> _BRIEF_: Please output the entries below from the line that contains "In this exercise you will indicate the bumper" through the final line, reproduced exactly and alone.

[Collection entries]
______________________________

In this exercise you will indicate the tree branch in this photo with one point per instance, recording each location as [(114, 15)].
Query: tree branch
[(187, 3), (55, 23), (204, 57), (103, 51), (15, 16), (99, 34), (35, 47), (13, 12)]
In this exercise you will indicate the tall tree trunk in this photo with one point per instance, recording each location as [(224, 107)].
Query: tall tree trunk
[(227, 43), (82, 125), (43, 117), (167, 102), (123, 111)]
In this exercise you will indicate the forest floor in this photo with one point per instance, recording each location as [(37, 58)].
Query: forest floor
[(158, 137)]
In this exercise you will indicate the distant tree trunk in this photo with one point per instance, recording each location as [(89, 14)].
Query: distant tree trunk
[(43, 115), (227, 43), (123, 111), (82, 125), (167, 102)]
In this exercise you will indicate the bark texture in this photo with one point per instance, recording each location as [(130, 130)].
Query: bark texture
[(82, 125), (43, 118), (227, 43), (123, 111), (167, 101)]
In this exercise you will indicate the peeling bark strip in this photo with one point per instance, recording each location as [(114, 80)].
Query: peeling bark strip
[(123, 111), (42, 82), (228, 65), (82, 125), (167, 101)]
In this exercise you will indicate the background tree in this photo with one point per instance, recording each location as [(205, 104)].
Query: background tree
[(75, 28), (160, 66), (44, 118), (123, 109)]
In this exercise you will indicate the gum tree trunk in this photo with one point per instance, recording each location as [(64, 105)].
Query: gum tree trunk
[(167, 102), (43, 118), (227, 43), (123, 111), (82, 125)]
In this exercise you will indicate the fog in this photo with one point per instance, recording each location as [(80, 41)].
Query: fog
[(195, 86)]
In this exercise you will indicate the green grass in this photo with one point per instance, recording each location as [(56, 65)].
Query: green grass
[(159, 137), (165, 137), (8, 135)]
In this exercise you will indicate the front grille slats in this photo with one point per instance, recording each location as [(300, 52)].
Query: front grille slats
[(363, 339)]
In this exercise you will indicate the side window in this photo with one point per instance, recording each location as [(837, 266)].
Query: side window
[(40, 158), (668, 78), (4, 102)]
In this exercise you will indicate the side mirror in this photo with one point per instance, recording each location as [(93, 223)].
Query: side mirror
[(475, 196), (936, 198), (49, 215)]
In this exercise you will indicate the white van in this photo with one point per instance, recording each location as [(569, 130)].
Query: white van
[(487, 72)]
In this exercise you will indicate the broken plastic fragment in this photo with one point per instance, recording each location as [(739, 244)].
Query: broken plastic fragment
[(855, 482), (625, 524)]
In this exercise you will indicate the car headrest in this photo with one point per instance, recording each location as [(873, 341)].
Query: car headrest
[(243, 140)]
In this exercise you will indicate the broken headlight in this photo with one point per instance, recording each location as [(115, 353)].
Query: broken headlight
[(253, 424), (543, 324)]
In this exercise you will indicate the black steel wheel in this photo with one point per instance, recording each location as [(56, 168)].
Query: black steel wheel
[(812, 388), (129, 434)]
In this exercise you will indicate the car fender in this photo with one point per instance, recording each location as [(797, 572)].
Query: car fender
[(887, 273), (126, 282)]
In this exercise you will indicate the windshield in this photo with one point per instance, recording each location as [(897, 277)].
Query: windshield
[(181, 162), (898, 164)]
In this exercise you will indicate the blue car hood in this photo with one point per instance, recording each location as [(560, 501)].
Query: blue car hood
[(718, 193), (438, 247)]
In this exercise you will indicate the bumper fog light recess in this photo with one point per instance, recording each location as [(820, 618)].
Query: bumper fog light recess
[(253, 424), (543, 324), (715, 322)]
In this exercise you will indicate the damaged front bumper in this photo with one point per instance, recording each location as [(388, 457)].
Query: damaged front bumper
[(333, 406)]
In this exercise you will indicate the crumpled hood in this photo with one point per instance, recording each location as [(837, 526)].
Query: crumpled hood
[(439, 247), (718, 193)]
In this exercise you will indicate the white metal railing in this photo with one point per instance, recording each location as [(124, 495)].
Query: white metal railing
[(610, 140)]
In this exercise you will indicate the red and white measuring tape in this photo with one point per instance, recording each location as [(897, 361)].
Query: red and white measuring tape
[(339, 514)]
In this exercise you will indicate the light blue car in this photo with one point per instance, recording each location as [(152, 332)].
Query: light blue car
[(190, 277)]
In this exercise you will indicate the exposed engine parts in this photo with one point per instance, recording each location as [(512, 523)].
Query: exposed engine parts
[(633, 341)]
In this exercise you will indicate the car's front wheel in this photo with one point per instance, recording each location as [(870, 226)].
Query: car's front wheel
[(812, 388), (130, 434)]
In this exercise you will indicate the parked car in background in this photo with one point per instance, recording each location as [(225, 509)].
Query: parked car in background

______________________________

> _CORRECT ANSWER_:
In this exercise you will indicate the bumper fog light recess in this photo with one point per instance, recording each location as [(820, 618)].
Query: bumper fog light recess
[(253, 424), (543, 324), (715, 322)]
In this exercise you will indicate the damaged front bumper in this photo with one point per instance, recording each location as [(388, 457)].
Query: damaged front bumper
[(333, 406)]
In this exercise you will indicate the crumpled hood in this photo with one point per instance, recording each location as [(837, 526)].
Query: crumpled hood
[(439, 247), (718, 193)]
In this exercise you will indicate the white metal railing in this photo with one point per instance, recording each location as [(124, 495)].
Query: white metal railing
[(610, 140)]
In this exercise you will indicate the red and white measuring tape in this photo with one point per instance, recording each location as [(897, 361)].
Query: red and white measuring tape
[(339, 514)]
In this exercise you will indicate the light blue car in this photo with one point per instance, recording each location as [(152, 332)].
Query: light blue car
[(190, 277)]
In this exercise you will indicate the exposed engine parts in this photo with one point per instance, recording each location as [(512, 523)].
Query: exposed engine parts
[(633, 341)]
In this exercise you will indicate the car's front wheel in this photo with one point per instance, recording each location as [(870, 226)].
Query: car's front wheel
[(812, 388), (130, 434)]
In this exercise you will indicate the parked car in background in this photo with one point per instance, recording each location as [(225, 509)].
Query: parked car in background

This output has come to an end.